ЗАДАНИЕ: Перепишите фрагмент текста о Толстом, который начинается словами «И вторую заповедь» и заканчивается словами «по другим мотивам.». Везде замените в нем «Нагорной проповеди» на «Евангелия от Матфея».

═════ ИСХОДНЫЙ ТЕКСТ

В конце 70-х годов Толстой прошел духовное рождение и его семейный сторгический идеал, идеал семейного стиля жизни сменился на идеал «бродяги», на агапический бродяжнический идеал. «Бродяжничество» одиноко и не предполагает сторгию. Проповедь Толстого долгое время не замечала ее. В «Соединении и переводе четырех Евангелий» провозглашен, по сути, антисторгический принцип: «Для жизни духа не может быть различия между семейными и чужими». «Блаженство в жизни человека зависит не от его семейных отношений, а от жизни духа» (24.419). Это сказано в 1881 году. А через 10 лет Толстой уже приходит к мысли, что «жениться надо всегда так же, как умираем, т. е. только тогда, когда невозможно иначе» (66.388).
Сторгическое объединение состоит в том, что один совмещает с другим свое собственное благо жизни с тем, чтобы получить благо более высокого достоинства. При этом каждый должен быть в любой момент готов полностью передать другому свое благо. Толстой же в своем первом религиозном труде категорически утверждает, что «никто не может передать своего блага другому» (24.354).
И вторую заповедь Нагорной проповеди: «не вожделяйся», и третью заповедь Нагорной проповеди: «не разводись» легко осмыслить в сторгическом ключе. Казалось бы, кому, как ни автору «Анны Карениной», подхватить эти заповеди, установить сторгическую надежность на пьедестал жизни, причислить супружескую взаиможизнь к высшим ценностям человека, а сторгическое предательство поставить в разряд глубочайших духовных падений. Утверждая высшее достоинство сторгии и ее нерушимость, необходимо показать, что слова «кроме вины прелюбодеяния», разрешающие развод в качестве исключения, есть позднейшая вставка, что никаких исключений из сторгической заповеди нет, а есть связанные с ней трудные проблемы жизни, которые надо решать и решать. Но Толстой опускает эти слова из Нагорной проповеди совсем по другим мотивам.
Фраза Христа: «Ибо где двое или трое собраны во имя Мое, там Я посреди их» (Мф.18:20) – имеет мистический смысл и может быть понята в соборном значении – в значении мистико-сторгического единства верующих во Христа. Толстой при желании легко мог бы переосмыслить эти слова Евангелия от Матфея в том же мистико-сторгическом духе, в качестве сверхъестественного закона: высшие души людей сторгически соединяются, становятся единым целым через и посредством высшего субъекта всечеловеческой духовной жизни, Сына человеческого.
Толстой же переводит: «Потому что там, где двое или трое соединены моим учением, то я перед ними». И поясняет: «Потому, что когда двое или трое соединены моим учением, то мое учение любви и правды и будет среди них, т. е. основанием их отношений между собой». «Мое учение перед ними всегда, и потому не может быть раздора» (24.587–588) между ними.
Словно специально Лев Николаевич понижает уровень понимания и не воспринимает значения, которые, даже с позиции его учения, напрашиваются сами собой. Не обращая внимания на возможность толкования личных мистико-сторгических отношений, Толстой выставляет на первый план проповедь мирных и по сути безличностных отношений между людьми.

══════════
═════ ИСХОДНЫЕ ДАННЫЕ

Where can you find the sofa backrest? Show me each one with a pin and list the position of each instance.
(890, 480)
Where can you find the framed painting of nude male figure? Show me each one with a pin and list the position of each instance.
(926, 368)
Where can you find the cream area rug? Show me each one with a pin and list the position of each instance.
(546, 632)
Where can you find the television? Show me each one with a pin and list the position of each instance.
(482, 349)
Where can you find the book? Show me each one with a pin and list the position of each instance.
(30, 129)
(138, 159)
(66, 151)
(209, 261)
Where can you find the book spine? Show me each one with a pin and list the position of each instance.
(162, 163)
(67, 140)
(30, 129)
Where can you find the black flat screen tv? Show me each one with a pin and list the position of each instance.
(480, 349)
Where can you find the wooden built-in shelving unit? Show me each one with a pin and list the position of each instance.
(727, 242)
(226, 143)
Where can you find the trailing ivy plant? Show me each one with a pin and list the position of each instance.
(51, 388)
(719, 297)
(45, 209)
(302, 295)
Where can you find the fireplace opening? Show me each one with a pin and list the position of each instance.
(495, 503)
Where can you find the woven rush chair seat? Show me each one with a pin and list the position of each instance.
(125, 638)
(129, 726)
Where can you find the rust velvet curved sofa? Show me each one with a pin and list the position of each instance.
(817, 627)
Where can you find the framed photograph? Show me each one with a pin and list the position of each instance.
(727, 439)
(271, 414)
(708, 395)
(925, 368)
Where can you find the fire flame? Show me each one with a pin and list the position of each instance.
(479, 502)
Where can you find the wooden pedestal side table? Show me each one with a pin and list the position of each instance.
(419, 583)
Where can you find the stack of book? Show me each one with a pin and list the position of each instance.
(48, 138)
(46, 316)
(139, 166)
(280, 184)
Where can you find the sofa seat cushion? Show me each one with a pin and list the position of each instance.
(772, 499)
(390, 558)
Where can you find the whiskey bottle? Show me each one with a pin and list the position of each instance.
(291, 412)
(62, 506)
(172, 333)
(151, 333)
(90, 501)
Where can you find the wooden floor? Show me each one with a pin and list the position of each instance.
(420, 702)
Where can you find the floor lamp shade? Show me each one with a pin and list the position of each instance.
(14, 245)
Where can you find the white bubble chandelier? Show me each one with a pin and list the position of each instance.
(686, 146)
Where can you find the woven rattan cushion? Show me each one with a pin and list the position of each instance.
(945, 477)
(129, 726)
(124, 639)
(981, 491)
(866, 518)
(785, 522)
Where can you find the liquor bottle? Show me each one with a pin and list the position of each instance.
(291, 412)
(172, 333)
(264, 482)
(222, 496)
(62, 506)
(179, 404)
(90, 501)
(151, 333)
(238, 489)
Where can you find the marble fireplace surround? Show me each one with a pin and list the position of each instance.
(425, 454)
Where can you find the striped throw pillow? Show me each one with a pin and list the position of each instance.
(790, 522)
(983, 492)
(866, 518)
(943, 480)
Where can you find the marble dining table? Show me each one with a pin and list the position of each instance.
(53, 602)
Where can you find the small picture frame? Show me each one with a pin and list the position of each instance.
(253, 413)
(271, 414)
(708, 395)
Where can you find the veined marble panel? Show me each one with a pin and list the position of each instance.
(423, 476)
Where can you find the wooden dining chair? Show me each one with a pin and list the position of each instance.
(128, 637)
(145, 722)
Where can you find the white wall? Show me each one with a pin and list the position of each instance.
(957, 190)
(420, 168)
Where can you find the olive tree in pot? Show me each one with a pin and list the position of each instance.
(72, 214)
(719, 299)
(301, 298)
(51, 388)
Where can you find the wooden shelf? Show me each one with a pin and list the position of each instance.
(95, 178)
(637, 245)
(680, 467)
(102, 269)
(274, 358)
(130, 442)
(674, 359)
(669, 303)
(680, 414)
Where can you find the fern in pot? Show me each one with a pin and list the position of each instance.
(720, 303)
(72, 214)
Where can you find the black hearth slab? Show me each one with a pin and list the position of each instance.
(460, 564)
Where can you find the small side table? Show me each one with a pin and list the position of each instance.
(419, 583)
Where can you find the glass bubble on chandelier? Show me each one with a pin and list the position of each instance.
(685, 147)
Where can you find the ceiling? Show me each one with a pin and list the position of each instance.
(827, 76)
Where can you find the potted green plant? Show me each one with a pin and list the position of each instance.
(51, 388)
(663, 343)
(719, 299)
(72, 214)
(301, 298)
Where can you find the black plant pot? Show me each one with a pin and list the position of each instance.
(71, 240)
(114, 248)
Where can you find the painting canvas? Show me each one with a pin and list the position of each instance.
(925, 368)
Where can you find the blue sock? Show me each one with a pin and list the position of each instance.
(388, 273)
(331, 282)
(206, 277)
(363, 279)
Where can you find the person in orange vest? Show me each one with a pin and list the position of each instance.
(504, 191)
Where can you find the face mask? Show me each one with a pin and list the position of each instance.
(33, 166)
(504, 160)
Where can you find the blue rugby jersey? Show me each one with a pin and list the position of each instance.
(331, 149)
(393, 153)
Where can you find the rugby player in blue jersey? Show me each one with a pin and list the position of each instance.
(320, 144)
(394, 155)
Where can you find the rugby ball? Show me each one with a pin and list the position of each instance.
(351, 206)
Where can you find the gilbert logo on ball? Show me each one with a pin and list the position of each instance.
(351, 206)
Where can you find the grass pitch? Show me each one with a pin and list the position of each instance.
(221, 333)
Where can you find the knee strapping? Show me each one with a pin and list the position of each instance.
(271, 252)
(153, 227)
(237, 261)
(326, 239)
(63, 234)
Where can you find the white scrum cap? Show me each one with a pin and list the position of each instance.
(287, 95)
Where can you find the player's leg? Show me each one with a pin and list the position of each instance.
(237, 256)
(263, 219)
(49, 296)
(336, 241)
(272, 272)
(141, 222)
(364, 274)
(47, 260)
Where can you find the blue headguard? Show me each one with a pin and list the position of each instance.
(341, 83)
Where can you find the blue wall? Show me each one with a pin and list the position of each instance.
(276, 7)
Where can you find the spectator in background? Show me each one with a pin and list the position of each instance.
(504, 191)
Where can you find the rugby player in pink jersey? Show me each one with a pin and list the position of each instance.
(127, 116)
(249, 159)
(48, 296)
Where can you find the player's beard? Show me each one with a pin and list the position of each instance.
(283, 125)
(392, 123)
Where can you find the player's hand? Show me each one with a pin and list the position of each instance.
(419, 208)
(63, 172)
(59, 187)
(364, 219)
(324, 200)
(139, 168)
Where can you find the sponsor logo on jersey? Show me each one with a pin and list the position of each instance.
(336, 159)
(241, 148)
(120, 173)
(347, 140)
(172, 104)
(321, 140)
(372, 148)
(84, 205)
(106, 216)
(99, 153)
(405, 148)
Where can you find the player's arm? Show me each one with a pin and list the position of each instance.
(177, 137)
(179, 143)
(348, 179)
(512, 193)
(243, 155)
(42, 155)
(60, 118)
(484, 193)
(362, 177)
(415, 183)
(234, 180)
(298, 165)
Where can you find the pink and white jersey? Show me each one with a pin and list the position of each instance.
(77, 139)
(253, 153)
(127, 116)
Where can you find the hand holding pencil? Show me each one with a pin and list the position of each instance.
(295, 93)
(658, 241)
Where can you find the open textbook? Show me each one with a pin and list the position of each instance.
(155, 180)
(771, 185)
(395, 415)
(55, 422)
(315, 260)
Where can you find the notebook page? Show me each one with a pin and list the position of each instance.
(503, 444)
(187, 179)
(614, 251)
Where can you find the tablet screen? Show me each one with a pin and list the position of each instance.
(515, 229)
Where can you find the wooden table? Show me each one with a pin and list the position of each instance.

══════════

ОТВЕТ:
И вторую заповедь Евангелия от Матфея: «не вожделяйся», и третью заповедь Евангелия от Матфея: «не разводись» легко осмыслить в сторгическом ключе. Казалось бы, кому, как ни автору «Анны Карениной», подхватить эти заповеди, установить сторгическую надежность на пьедестал жизни, причислить супружескую взаиможизнь к высшим ценностям человека, а сторгическое предательство поставить в разряд глубочайших духовных падений. Утверждая высшее достоинство сторгии и ее нерушимость, необходимо показать, что слова «кроме вины прелюбодеяния», разрешающие развод в качестве исключения, есть позднейшая вставка, что никаких исключений из сторгической заповеди нет, а есть связанные с ней трудные проблемы жизни, которые надо решать и решать. Но Толстой опускает эти слова из Евангелия от Матфея совсем по другим мотивам.